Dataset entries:
★ ★ ★ ★ ★ ★ ★

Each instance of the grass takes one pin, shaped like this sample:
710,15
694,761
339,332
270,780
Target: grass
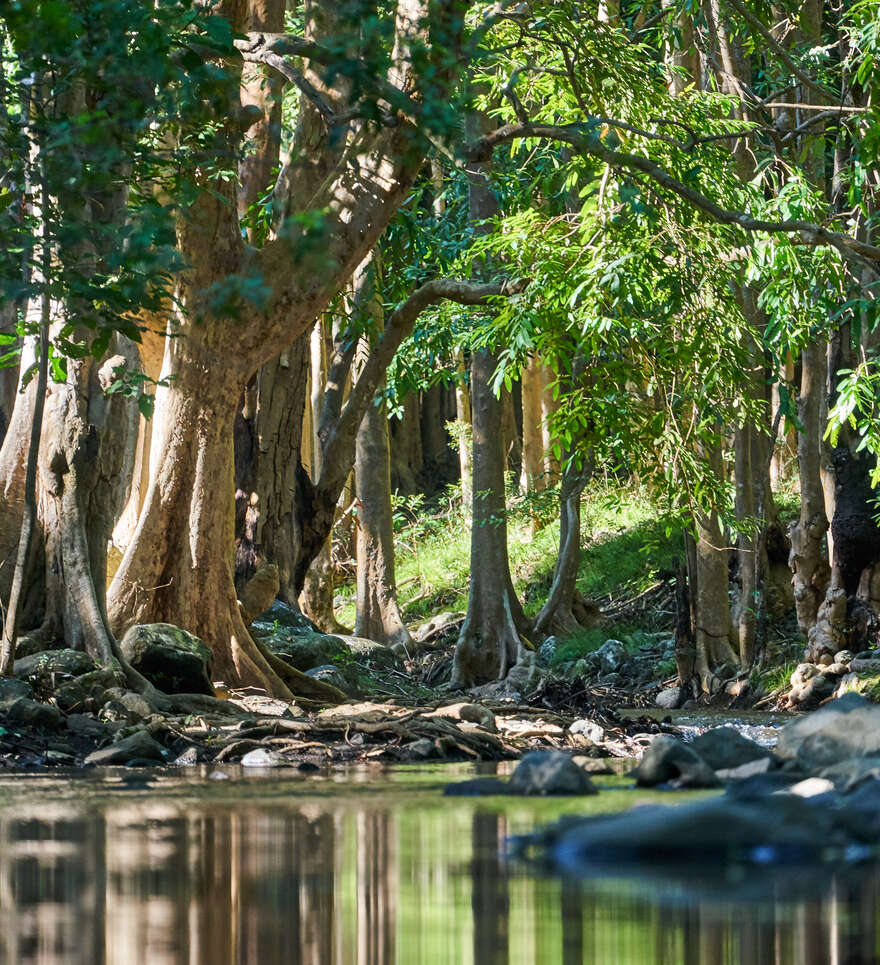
624,548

★ ★ ★ ★ ★ ★ ★

Each line of the data needs to be output exactly, with any image excluded.

- **Response to the exercise**
Each instance of the grass takes one pin, shaped like this sample:
710,15
694,761
339,332
270,780
Target: grass
624,548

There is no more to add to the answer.